#### 文章:
各位正在沖美妝行業的朋友們,給大家帶來一手經驗! 我最近剛剛斬獲了雅诗兰黛(Estée Lauder Companies – ELC)數據分析師(Data Analyst, DA)崗位的 Offer,趁著記憶還熱乎,想和大家聊聊我的技術面經歷,也順便分享一些小技巧。 希望能幫到正在準備的你~
大家都知道,ELC 作為全球頂級的奢侈美妝集團,DA 崗位的競爭非常激烈。 面試環節也比較全面:除了常規的行為面、HR 面,技術面才是真正的考核重點。 它不僅要求我們有紮實的硬技能,還會通過業務場景題去考察你解決問題的思路和邏輯。
技術面整體感受
我這次的技術面基本就是圍繞 SQL + Python(尤其是 Pandas) 展開的,期間還穿插了一些 數據建模 和 可視化 相關的概念。 面試官真的超級 nice,會一步步引導你,但別以為就能輕鬆過關哦~題目的 廣度和深度 都挺考驗功底的。
給大家的建議是:準備的時候千萬別只停留在“會寫語法/會用函數”這個層面,更要理解 背後的邏輯和原理,比如為什麼要這麼設計、這樣寫的最佳實踐是什麼。 這樣在追問的時候,你才能接得住,不會被問懵。

#### 資料列表:

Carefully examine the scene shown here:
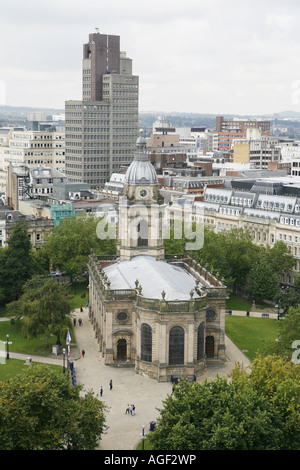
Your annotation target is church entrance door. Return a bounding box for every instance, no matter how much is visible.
[117,339,127,361]
[205,336,215,357]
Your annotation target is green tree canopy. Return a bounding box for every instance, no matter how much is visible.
[265,307,300,359]
[194,228,259,290]
[0,364,106,450]
[7,275,70,344]
[45,214,116,279]
[247,257,279,300]
[149,356,300,450]
[0,219,33,300]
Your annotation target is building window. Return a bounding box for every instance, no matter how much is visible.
[197,322,205,361]
[141,323,152,362]
[137,220,148,246]
[169,326,184,365]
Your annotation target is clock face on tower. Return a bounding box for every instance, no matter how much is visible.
[139,188,148,197]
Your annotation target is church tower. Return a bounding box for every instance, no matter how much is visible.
[117,131,165,261]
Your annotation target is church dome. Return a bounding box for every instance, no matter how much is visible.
[124,131,158,184]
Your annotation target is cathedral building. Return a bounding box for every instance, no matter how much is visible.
[88,135,227,381]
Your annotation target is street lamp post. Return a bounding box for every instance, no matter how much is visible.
[6,335,9,359]
[141,424,146,450]
[63,348,66,373]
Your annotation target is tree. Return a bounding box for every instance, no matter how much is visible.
[0,364,106,450]
[195,228,260,291]
[265,307,300,359]
[0,219,33,300]
[247,257,279,300]
[275,288,300,316]
[262,241,295,274]
[149,356,300,450]
[7,275,70,344]
[45,214,116,279]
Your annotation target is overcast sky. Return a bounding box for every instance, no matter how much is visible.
[0,0,300,115]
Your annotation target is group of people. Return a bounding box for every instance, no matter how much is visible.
[73,318,82,326]
[125,405,135,416]
[99,380,112,397]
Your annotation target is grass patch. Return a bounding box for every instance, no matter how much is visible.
[0,321,74,356]
[226,294,272,311]
[0,355,62,382]
[225,315,279,361]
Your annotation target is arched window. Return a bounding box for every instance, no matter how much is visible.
[169,326,184,365]
[205,336,215,357]
[137,220,148,246]
[141,323,152,362]
[117,338,127,361]
[197,322,205,361]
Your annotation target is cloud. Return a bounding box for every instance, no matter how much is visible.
[0,0,300,114]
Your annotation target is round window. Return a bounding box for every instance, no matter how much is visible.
[206,310,217,321]
[117,312,127,321]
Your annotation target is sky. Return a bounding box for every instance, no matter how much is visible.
[0,0,300,116]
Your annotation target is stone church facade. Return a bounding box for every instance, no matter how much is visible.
[88,133,227,381]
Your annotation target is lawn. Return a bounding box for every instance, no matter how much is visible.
[0,355,62,382]
[226,295,272,311]
[225,315,279,361]
[0,321,74,356]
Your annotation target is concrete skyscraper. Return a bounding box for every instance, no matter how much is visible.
[65,32,139,188]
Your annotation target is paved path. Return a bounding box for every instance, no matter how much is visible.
[4,308,249,450]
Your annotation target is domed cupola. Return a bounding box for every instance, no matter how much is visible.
[124,131,158,185]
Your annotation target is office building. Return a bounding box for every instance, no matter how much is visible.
[65,32,139,188]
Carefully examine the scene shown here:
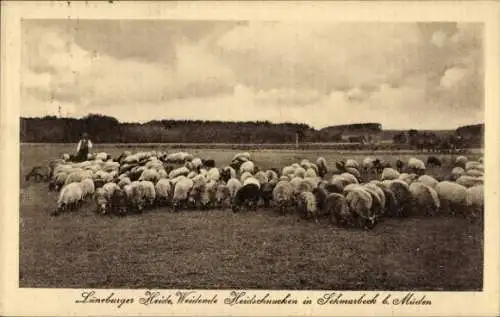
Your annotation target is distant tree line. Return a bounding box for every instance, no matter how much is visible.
[20,114,483,150]
[393,124,484,152]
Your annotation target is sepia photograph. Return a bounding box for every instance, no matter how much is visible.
[0,1,500,316]
[19,19,484,291]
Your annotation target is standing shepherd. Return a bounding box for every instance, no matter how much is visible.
[76,132,92,162]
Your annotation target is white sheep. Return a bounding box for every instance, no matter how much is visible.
[417,175,439,189]
[54,183,83,215]
[168,166,190,179]
[345,188,376,228]
[297,191,318,221]
[465,168,484,177]
[139,181,156,207]
[254,171,269,186]
[155,178,172,205]
[410,182,441,216]
[273,181,294,214]
[80,178,95,198]
[323,193,353,227]
[173,177,194,209]
[380,167,401,181]
[118,176,132,188]
[227,178,242,199]
[139,169,160,183]
[455,175,484,187]
[436,181,467,214]
[340,173,359,184]
[304,167,318,178]
[281,166,295,177]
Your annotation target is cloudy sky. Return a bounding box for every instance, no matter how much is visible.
[21,20,484,129]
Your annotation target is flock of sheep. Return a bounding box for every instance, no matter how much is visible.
[26,151,484,228]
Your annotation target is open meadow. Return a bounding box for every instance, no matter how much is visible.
[19,144,483,291]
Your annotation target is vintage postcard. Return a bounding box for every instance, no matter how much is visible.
[0,1,500,316]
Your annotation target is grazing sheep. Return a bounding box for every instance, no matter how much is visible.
[323,193,354,227]
[168,166,190,179]
[155,179,172,206]
[345,188,376,229]
[25,166,52,181]
[215,182,230,208]
[465,168,484,177]
[227,178,242,199]
[380,167,401,181]
[417,175,439,189]
[455,175,484,187]
[316,156,328,178]
[273,181,294,214]
[297,191,318,222]
[202,159,215,168]
[260,183,276,208]
[436,181,467,214]
[232,178,260,212]
[139,181,156,207]
[408,157,425,175]
[304,167,318,178]
[94,183,109,214]
[173,177,194,210]
[139,169,160,183]
[344,159,359,170]
[410,182,441,216]
[53,183,83,215]
[80,178,95,199]
[427,156,443,167]
[388,179,413,217]
[118,177,132,188]
[240,172,253,183]
[340,173,359,184]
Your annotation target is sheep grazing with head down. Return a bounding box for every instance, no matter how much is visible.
[53,183,83,215]
[436,181,467,214]
[380,167,401,181]
[80,178,95,199]
[232,177,260,212]
[155,179,173,206]
[173,177,194,210]
[273,181,294,214]
[410,182,441,216]
[316,156,328,178]
[417,175,439,188]
[297,191,318,221]
[345,188,376,229]
[323,193,354,227]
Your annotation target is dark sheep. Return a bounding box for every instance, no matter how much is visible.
[260,183,276,208]
[427,156,443,167]
[232,184,260,212]
[25,166,52,181]
[201,159,215,168]
[396,159,405,172]
[312,187,328,210]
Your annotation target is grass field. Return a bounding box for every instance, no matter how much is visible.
[19,145,483,291]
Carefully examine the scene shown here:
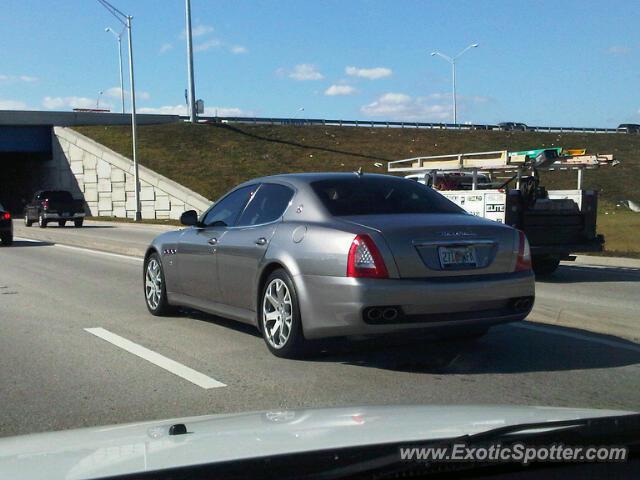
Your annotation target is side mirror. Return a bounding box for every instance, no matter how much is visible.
[180,210,198,227]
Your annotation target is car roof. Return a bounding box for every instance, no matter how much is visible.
[238,172,403,186]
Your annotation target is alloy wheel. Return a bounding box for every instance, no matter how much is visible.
[144,258,162,310]
[262,278,293,349]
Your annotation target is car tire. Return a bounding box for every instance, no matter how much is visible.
[258,269,308,358]
[0,233,13,247]
[531,256,560,277]
[142,252,173,317]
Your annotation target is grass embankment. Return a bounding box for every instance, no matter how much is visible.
[74,123,640,256]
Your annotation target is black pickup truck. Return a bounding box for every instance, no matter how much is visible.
[24,190,85,228]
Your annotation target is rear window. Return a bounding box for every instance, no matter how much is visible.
[311,174,464,216]
[40,191,73,202]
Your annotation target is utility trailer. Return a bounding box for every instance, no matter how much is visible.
[387,148,618,275]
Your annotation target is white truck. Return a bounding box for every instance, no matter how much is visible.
[388,148,617,275]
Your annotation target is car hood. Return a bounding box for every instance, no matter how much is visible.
[0,406,631,479]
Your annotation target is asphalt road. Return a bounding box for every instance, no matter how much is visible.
[0,225,640,436]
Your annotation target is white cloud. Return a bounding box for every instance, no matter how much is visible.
[193,38,222,52]
[138,105,254,117]
[158,42,173,55]
[0,98,27,110]
[344,67,393,80]
[42,97,112,110]
[324,85,358,97]
[104,87,151,100]
[229,45,247,55]
[0,74,38,83]
[289,63,324,81]
[607,45,631,55]
[426,93,495,103]
[360,92,451,121]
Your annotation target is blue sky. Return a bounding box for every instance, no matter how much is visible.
[0,0,640,126]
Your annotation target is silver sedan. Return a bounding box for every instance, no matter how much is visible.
[144,173,534,357]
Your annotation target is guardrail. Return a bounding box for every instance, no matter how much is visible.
[180,116,628,133]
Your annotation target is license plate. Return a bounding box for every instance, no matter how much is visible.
[438,247,476,268]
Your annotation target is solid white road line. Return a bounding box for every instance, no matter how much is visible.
[14,237,144,262]
[511,323,640,353]
[85,327,226,388]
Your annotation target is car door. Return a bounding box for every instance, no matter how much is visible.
[176,185,257,303]
[217,183,295,310]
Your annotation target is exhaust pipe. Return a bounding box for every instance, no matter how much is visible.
[513,297,531,311]
[367,308,382,322]
[382,308,398,322]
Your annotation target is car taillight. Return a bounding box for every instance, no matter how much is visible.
[516,230,531,272]
[347,235,389,278]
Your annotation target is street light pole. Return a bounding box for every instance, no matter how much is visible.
[127,16,142,222]
[431,43,478,124]
[185,0,196,123]
[104,27,124,113]
[98,0,142,222]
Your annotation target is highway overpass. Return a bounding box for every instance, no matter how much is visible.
[0,110,180,215]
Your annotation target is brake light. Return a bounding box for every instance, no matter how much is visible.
[516,230,531,272]
[347,235,389,278]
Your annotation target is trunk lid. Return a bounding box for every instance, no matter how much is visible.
[340,213,518,278]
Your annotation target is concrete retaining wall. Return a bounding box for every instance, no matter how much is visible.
[48,127,211,219]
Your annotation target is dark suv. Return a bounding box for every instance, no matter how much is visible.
[24,190,85,228]
[618,123,640,133]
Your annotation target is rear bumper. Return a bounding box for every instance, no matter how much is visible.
[294,272,535,339]
[530,235,604,257]
[42,213,86,220]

#### 任務目標 1:
將這篇雅詩蘭黛 DA 面經中以含有「各位正在沖美妝行業的朋友們,給大家帶來一手經驗! 我最近剛剛斬獲了雅诗兰黛(Estée Lauder」的字句開頭、到「nice,會一步步引導你,但別以為就能輕鬆過關哦~題目的 廣度和深度 都挺考驗功底的。」結束的那一段,一字不差地重新打出來。
#### 任務目標 2:
這篇雅詩蘭黛 DA 面經提到,技術面基本上是圍繞哪些技能展開的?

#### 任務結果 1:
各位正在沖美妝行業的朋友們,給大家帶來一手經驗! 我最近剛剛斬獲了雅诗兰黛(Estée Lauder Companies – ELC)數據分析師(Data Analyst, DA)崗位的 Offer,趁著記憶還熱乎,想和大家聊聊我的技術面經歷,也順便分享一些小技巧。 希望能幫到正在準備的你~
大家都知道,ELC 作為全球頂級的奢侈美妝集團,DA 崗位的競爭非常激烈。 面試環節也比較全面:除了常規的行為面、HR 面,技術面才是真正的考核重點。 它不僅要求我們有紮實的硬技能,還會通過業務場景題去考察你解決問題的思路和邏輯。
技術面整體感受
我這次的技術面基本就是圍繞 SQL + Python(尤其是 Pandas) 展開的,期間還穿插了一些 數據建模 和 可視化 相關的概念。 面試官真的超級 nice,會一步步引導你,但別以為就能輕鬆過關哦~題目的 廣度和深度 都挺考驗功底的。

#### 任務結果 2:
SQL 和 Python(尤其是 Pandas)。